*** Input ***

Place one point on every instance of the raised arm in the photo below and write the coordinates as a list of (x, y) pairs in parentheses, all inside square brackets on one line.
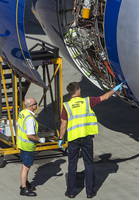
[(107, 95)]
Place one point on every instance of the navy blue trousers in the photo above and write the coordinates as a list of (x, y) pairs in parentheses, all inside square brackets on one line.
[(86, 146)]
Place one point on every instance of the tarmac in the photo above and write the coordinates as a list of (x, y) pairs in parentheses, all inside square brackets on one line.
[(116, 150)]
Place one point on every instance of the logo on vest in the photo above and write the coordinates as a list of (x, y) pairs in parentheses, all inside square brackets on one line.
[(77, 104)]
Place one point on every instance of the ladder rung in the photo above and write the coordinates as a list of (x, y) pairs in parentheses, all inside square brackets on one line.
[(9, 94), (4, 103)]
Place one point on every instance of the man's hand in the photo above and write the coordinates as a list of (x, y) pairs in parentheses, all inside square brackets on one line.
[(42, 140), (118, 87), (60, 143)]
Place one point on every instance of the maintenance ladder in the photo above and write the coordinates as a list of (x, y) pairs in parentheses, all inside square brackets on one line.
[(13, 89)]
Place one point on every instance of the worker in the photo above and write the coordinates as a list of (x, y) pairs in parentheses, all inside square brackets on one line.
[(27, 129), (80, 121)]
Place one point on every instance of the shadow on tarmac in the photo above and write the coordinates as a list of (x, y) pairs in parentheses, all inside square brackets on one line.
[(47, 171), (106, 166)]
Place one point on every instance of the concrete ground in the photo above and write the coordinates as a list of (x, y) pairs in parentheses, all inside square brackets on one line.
[(116, 151)]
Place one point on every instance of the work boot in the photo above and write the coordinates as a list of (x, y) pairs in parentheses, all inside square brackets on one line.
[(30, 187), (26, 192)]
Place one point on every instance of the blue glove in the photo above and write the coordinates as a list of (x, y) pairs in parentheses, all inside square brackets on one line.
[(118, 87), (60, 142)]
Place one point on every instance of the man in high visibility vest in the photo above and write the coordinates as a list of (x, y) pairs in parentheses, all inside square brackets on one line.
[(80, 121), (27, 129)]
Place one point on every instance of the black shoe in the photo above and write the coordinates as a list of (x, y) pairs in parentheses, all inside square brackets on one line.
[(26, 192), (69, 195), (30, 187), (91, 195)]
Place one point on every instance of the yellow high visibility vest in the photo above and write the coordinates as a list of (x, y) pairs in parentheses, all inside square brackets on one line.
[(82, 120), (22, 140)]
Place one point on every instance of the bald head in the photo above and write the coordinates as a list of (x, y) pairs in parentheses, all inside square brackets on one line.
[(29, 102)]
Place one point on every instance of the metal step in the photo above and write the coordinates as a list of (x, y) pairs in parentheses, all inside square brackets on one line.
[(9, 94)]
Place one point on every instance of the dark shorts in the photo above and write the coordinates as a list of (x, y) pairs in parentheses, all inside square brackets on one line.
[(27, 157)]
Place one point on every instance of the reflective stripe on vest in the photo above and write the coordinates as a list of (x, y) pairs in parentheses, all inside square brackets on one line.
[(22, 141), (84, 122)]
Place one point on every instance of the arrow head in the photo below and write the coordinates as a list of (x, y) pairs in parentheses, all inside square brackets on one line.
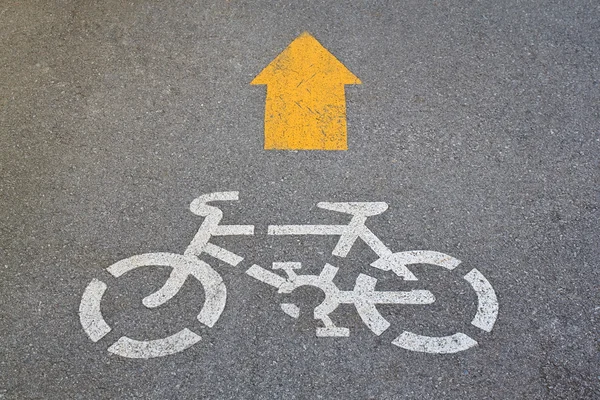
[(305, 59)]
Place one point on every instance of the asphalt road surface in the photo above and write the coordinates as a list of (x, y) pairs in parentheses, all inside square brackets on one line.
[(477, 122)]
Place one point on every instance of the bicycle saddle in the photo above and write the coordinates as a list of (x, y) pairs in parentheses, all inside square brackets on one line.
[(356, 208)]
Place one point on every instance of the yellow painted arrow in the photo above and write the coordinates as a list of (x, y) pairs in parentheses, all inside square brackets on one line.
[(306, 103)]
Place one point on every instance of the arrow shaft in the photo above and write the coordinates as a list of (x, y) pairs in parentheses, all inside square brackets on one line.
[(306, 118)]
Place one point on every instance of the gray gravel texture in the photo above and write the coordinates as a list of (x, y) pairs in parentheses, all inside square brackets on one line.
[(477, 121)]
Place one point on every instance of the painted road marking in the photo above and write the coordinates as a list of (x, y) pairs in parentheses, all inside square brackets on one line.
[(363, 296), (131, 348), (438, 345), (306, 103)]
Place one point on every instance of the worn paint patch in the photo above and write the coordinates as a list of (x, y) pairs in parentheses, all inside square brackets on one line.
[(306, 103)]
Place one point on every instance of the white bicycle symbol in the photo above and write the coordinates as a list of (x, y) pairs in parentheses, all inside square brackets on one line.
[(364, 297)]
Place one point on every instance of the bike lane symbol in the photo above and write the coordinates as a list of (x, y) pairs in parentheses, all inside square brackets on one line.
[(364, 296)]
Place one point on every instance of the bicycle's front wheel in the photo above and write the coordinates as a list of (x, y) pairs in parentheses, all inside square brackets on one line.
[(215, 298)]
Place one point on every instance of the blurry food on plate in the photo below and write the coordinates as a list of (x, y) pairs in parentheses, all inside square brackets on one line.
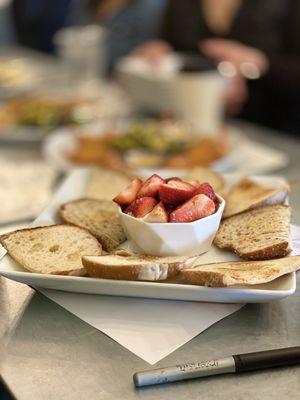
[(149, 145), (41, 111), (13, 72), (63, 108)]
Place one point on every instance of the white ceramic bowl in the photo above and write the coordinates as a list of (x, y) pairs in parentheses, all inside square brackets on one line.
[(173, 239)]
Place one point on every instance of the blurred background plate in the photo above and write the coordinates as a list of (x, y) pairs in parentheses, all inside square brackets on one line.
[(245, 156)]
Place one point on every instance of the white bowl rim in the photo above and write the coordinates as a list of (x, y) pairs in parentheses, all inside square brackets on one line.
[(140, 220)]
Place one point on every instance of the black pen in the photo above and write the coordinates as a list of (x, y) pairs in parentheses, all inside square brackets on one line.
[(232, 364)]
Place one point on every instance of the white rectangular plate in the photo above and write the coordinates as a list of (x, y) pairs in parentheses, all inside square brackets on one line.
[(74, 187)]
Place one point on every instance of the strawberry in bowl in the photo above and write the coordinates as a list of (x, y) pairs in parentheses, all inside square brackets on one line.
[(165, 217)]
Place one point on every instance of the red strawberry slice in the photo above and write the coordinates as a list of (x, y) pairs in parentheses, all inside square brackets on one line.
[(141, 207), (128, 195), (175, 192), (195, 183), (197, 207), (158, 214), (151, 187), (205, 188), (173, 178)]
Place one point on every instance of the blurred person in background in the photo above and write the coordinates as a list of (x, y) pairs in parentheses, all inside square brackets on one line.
[(36, 22), (129, 22), (262, 34)]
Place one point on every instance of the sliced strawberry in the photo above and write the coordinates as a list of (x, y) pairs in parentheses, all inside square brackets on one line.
[(173, 178), (151, 187), (195, 183), (141, 207), (175, 192), (158, 214), (128, 195), (197, 207), (205, 188)]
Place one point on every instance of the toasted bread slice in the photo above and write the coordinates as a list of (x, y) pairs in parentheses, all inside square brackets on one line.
[(203, 174), (259, 234), (100, 217), (135, 267), (106, 183), (250, 194), (54, 249), (240, 273)]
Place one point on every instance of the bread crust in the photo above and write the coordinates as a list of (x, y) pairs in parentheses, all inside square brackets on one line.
[(133, 272), (74, 272), (277, 250), (240, 273), (252, 195), (108, 243)]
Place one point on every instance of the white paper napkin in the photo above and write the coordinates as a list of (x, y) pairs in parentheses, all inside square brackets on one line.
[(151, 329)]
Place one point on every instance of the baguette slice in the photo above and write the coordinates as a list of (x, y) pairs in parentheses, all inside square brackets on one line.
[(250, 194), (135, 268), (54, 249), (262, 233), (240, 273), (100, 217), (106, 183)]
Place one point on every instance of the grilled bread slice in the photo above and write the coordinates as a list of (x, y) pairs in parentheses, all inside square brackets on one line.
[(135, 267), (203, 174), (248, 194), (258, 234), (100, 217), (240, 273), (54, 249)]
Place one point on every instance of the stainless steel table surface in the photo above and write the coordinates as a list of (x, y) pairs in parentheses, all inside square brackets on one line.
[(47, 353)]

*** End of Input ***

▶ Goal of the exercise
Print out the entries once more, unchanged. No pictures.

▶ Worked solution
Place one point on every instance of the raised arm in the photo below and write the coordinates as a list of (x, y) pairs in parentheses, all inside square brackets on one line.
[(107, 95)]
Place one point on every instance of the navy blue trousers in the photo above and write the coordinates as a list of (x, y) pairs in parentheses, all inside square brackets on one line.
[(86, 146)]
Place one point on every instance of the tarmac in the photo above and write the coordinates as a list of (x, y) pairs in parentheses, all inside square brackets on one line.
[(116, 150)]
Place one point on every instance of the logo on vest in the photo above and write the coordinates as a list of (x, y) pairs in parentheses, all inside square brackets on one line.
[(77, 104)]
Place one point on every instance of the ladder rung in the photo above and write the coordinates as a list of (x, y) pairs in parentheses, all inside square brackets on one line.
[(9, 94), (4, 103)]
Place one point on every instance of the man's hand in the photo above and write the coordinates as a list of (x, y) pairs in parentheses, all inside square brackets on one line.
[(42, 140), (118, 87), (60, 143)]
Place one point on every instance of the maintenance ladder in the photo above and write the coordinates as a list of (x, y) pairs in parentheses, all inside square brackets on one line.
[(13, 89)]
Place one point on every instance of the worker in the photo above and write the coordinates as a list of (x, y) pairs in parentheses, all inside square brackets on one line.
[(27, 129), (80, 121)]
Place one point on every instance of the shadow on tarmac in the photo above and write the coordinates as a list of (x, y) pairs in parentheses, all inside square brackets on one line.
[(47, 171), (106, 166)]
Place one point on every instance of the concrete ground in the photo above and write the coordinates as a list of (x, y) pairs in parentheses, all inside square brackets on one line.
[(116, 151)]
Place one point on every instance of the work boot in the photo above and write the coordinates as a list of (x, y) pairs in parentheses, all inside square brackets on one line.
[(30, 187), (26, 192)]
Place one point on every instance of the blue glove in the photo above and write the coordinates as a list of (x, y) pairs in parentheses, all inside square brackets on one line.
[(118, 87), (60, 142)]
Place one point on every instance of the man in high visibility vest in the photo above and write the coordinates as a list of (x, y) pairs in parentheses, all inside square brackets on one line.
[(80, 121), (27, 129)]
Place one point on every instance of the black shoe in the photo above and write the coordinates as a list of (x, y) pairs in parentheses, all inside square brackets on one line.
[(26, 192), (69, 195), (30, 187), (91, 195)]
Place one point on every instance of the yellow high visibility vest in the photo above and write the coordinates as a list of (x, y) pairs in parentheses, all inside square brackets on one line.
[(82, 120), (22, 140)]
Place one point on every instance of the bald head in the photo above and write the coordinates as a list of (x, y) pairs in parentheses, all inside square brackets on one line.
[(29, 102)]
Place one point on every instance of the metal step in the photo above and write the coordinates as a list of (x, y) pairs in parentheses, all inside square brackets on one line.
[(9, 94)]
Place one point on every instance of the dark shorts in the photo above and write the coordinates as a list of (x, y) pairs in parentheses, all inside square brackets on one line.
[(27, 157)]
Place one point on every instance of the reflective stripe on vest in the photo above and write the coordinates as a list of (x, y) pairs in parentheses, all inside square brackets on one line.
[(22, 141), (84, 122)]
Place one point on every instance of the arrow head in the photo below and write the coordinates as a list of (x, y) pairs in parentheses, all inside square brackets on one line.
[(305, 59)]
Place one point on every instance of the asphalt road surface in the photo above and write the coordinates as a list of (x, y) pairs in parentheses, all inside square brackets on one line.
[(477, 122)]
Place one point on every instance of the bicycle saddle in the photo above and write the coordinates as a list of (x, y) pairs in parentheses, all inside square brackets on one line.
[(356, 208)]
Place one point on every instance of the yellow painted arrow in the photo above and write the coordinates as a list of (x, y) pairs in parentheses, all inside square brackets on one line.
[(306, 103)]
Place one point on every instance of the arrow shaft in the photo above and write the coordinates as a list of (x, y) pairs in parentheses, all inside square brackets on one line.
[(306, 118)]
Place one point on every instance of the gray gravel texture in the photo above and write the coordinates as a list of (x, y) pairs in parentheses, all inside square brackets on one line.
[(477, 121)]
Place one point on every instance of the painted road marking in the photo above and write the coordinates as a list of (x, y) pairs in parentheses, all inside square brackets on one line.
[(363, 296), (131, 348), (438, 345), (306, 103)]
Place one point on every instance of the worn paint patch in the photo above and write the coordinates as a list of (x, y) pairs in parentheses, all inside square brackets on one line.
[(306, 103)]
Place one point on every instance of the white bicycle symbol in the photo above and write the coordinates as a list of (x, y) pairs in parentheses, all inside square brackets on one line.
[(364, 297)]
Place one point on every instance of the bike lane symbol in the photo above and write the coordinates as a list of (x, y) pairs in parentheses, all inside square brackets on one line.
[(364, 296)]
Place one point on every instance of the bicycle's front wheel in the photo above and write the coordinates as a list of (x, y) pairs in parentheses, all inside square brackets on one line.
[(215, 298)]
Place one point on every instance of the blurry food on plate in the photo below and write the coordinates as a list of (x, y) pairs in parentheses, all inside square brackets on one line.
[(149, 145), (41, 111), (13, 72), (63, 108)]
Place one point on every instance of the white ceramic bowl in the photo above and write the coordinates as a list of (x, y) pairs in parentheses, all inside square brackets on one line.
[(173, 239)]
Place one point on every instance of the blurred background plate in the photo above and write the coordinates as a list of (x, y) pairs in parentheses, all inside square brackets on one line.
[(245, 156)]
Place one point on every instance of the white bowl rim in the photo above and write the coordinates as a list of (x, y) pairs in parentheses, all inside square brackets on one line.
[(140, 220)]
Place one point on every instance of the black pen in the photo above and write the coordinates as a list of (x, y) pairs in parentheses, all inside square brackets on one line.
[(232, 364)]
Place one point on every instance of the white rectangular plate in the photo above and write the coordinates as a list of (x, y) pairs in parentheses, all inside square brackets on one line.
[(74, 187)]
Place one point on every instance of the strawberry in bowl in the photo above and write the coordinates as a list of (x, y) pairs in parentheses, all inside square brackets on one line.
[(165, 217)]
Place one point on every instance of the red strawberry slice in the photo above and write the coordinates as a list of (x, y) pairs in parentheses, all inside square brackets on one line.
[(141, 207), (128, 195), (175, 192), (195, 183), (197, 207), (158, 214), (151, 187), (205, 188), (173, 178)]
Place one point on every instance of the blurred person in background in the photo above and write the coordinates as a list of (x, y) pairs in parentheses, all inside square brackets on one line.
[(36, 22), (129, 22), (262, 34)]
Place one point on every instance of the sliced strawberry in the photo above and write the coordinates as a list of (x, y) pairs in parentheses, all inside square brackets on one line.
[(173, 178), (151, 187), (195, 183), (141, 207), (175, 192), (158, 214), (128, 195), (197, 207), (205, 188)]
Place one point on every instance of the toasted bread slice in the photo above and write the coordinates as a list of (x, y) pairs in parentheses, all inside square brackets on one line.
[(203, 174), (259, 234), (100, 217), (135, 267), (106, 183), (250, 194), (54, 249), (240, 273)]
Place one point on every instance of the bread crust in the photo above and write the coordinates as a list of (x, y) pairs in parentheses, all inside square brackets on one line.
[(133, 272), (74, 272), (277, 250), (240, 273), (252, 195), (108, 243)]
Place one point on every instance of the white paper napkin in the photo above and write the coordinates as a list of (x, y) pairs in parentheses, all inside square brackets on one line.
[(151, 329)]
Place one point on every instance of the baguette slice in the photo above and write the coordinates as a list of (x, y) pairs in parentheses, all inside square brackets on one line.
[(250, 194), (135, 268), (54, 249), (262, 233), (240, 273), (100, 217), (106, 183)]
Place one point on every instance of the grilled bread slice in the photo above and write the coordinates as a list of (x, y) pairs in parentheses, all inside square brackets on one line.
[(135, 267), (203, 174), (248, 194), (258, 234), (100, 217), (240, 273), (54, 249)]
Place one point on every instance of the stainless steel table surface in the photo above and write the coordinates as a list of (x, y) pairs in parentheses, all inside square brackets on one line.
[(47, 353)]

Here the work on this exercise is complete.